*** Listed records ***
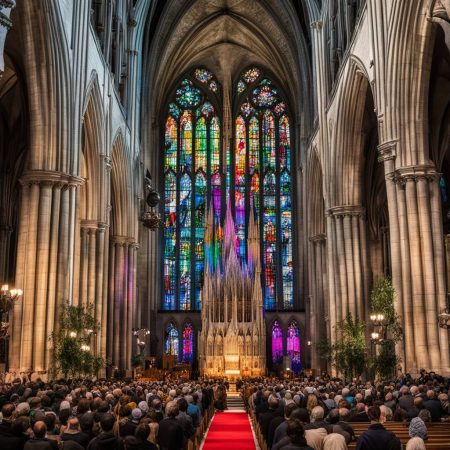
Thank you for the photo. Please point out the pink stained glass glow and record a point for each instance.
(277, 343)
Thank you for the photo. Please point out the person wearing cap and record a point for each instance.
(106, 440)
(129, 427)
(418, 428)
(140, 439)
(74, 433)
(40, 441)
(434, 406)
(377, 437)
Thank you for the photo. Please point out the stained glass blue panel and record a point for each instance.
(185, 242)
(188, 344)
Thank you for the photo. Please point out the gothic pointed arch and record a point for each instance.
(172, 341)
(188, 342)
(277, 347)
(261, 181)
(191, 173)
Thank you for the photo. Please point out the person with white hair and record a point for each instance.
(334, 441)
(415, 443)
(170, 434)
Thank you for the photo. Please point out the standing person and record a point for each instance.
(377, 437)
(296, 434)
(106, 440)
(170, 433)
(40, 442)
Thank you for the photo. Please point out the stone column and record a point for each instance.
(317, 304)
(42, 253)
(5, 25)
(122, 298)
(348, 228)
(422, 265)
(5, 242)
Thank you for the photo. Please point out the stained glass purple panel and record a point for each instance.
(172, 341)
(270, 240)
(200, 144)
(200, 209)
(188, 344)
(240, 163)
(186, 141)
(293, 346)
(170, 238)
(185, 242)
(277, 343)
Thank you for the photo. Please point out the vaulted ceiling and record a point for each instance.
(226, 36)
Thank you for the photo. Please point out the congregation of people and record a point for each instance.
(294, 414)
(105, 415)
(323, 414)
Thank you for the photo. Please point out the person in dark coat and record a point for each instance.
(139, 440)
(185, 420)
(360, 413)
(266, 417)
(14, 437)
(296, 435)
(40, 442)
(170, 434)
(106, 440)
(434, 406)
(278, 420)
(129, 427)
(74, 433)
(377, 437)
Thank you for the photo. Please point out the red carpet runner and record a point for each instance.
(230, 431)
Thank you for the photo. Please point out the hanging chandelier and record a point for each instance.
(151, 219)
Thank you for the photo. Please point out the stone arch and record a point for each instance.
(316, 205)
(121, 198)
(348, 159)
(47, 68)
(407, 72)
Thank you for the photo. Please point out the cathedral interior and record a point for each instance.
(305, 141)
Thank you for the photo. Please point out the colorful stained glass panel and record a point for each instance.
(277, 343)
(171, 144)
(188, 344)
(293, 346)
(172, 341)
(200, 145)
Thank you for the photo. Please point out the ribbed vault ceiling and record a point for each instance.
(225, 36)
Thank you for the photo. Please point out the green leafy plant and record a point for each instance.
(382, 300)
(349, 353)
(72, 342)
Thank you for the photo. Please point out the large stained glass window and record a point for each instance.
***
Rewrite all of the records above with each "for each instance" swapped for "for every instance", changing nothing else. Leave the pictures out of your answer.

■ **Correct answer**
Thank you for the photo. Please point out the pink stained glass glow and record a point for every instance.
(277, 343)
Thank you for the photo. Please point out the person wearing cap and record a point for every instance.
(106, 440)
(129, 427)
(418, 428)
(140, 439)
(74, 433)
(40, 441)
(434, 406)
(377, 437)
Thank you for the photo. Please point out the stained glass blue panel and record a point for every instance.
(185, 242)
(188, 344)
Thank you for the photo. Please point out the gothic pointed arch and record a point for every instance.
(172, 341)
(188, 342)
(277, 347)
(261, 181)
(191, 173)
Thank you for the photo. Please point out the person with white hair and record a point for every instance.
(334, 441)
(415, 443)
(170, 434)
Thank you for the photo. Please point out the standing person and record a point for every instance.
(377, 437)
(296, 434)
(106, 440)
(170, 433)
(40, 442)
Thank you for the photo. Please point out the stone column and record a point for every instance.
(317, 304)
(42, 253)
(5, 25)
(122, 298)
(348, 228)
(422, 265)
(5, 242)
Thank you for the photo. Please point out the stained glass purple panel and record a point for every instance.
(172, 341)
(270, 240)
(200, 144)
(200, 209)
(188, 344)
(240, 163)
(186, 141)
(293, 346)
(170, 238)
(185, 242)
(277, 343)
Thank you for the photo. Please point out the vaulted ceiling and record a point for every instance.
(226, 36)
Thank you for the photo. Please point out the congregation of people and record a point for every instance.
(294, 414)
(105, 415)
(323, 414)
Thank you for the photo. Please point out the person in dark coat and record a point for every instance.
(139, 440)
(185, 420)
(360, 413)
(266, 417)
(14, 437)
(296, 435)
(40, 442)
(170, 434)
(106, 440)
(434, 406)
(278, 420)
(129, 427)
(74, 433)
(377, 437)
Thank you for the photo. Please point out the red carpet runner and record a point for every instance.
(230, 431)
Thank you for the photo. Please point out the hanging chandelier and record a point for every instance.
(151, 219)
Thank you for the photo. Please point out the stone arch and record a point for every instance.
(316, 205)
(121, 198)
(348, 159)
(47, 68)
(407, 72)
Thank you for the photo. Please point out the cathedral interior and record a point for every instance.
(305, 141)
Thank you for the photo. Please point out the colorful stained glass panel and record a point for every instance.
(277, 343)
(171, 144)
(188, 344)
(293, 346)
(172, 341)
(200, 145)
Thank you for the photo. Please point out the ribbed vault ceiling and record a point for every instance.
(225, 36)
Thank you for the photo. Please point out the green leafy plant and record a point for every instance.
(382, 300)
(349, 353)
(72, 342)
Thank you for the photo. Please point out the large stained glass window and record a point for every instance.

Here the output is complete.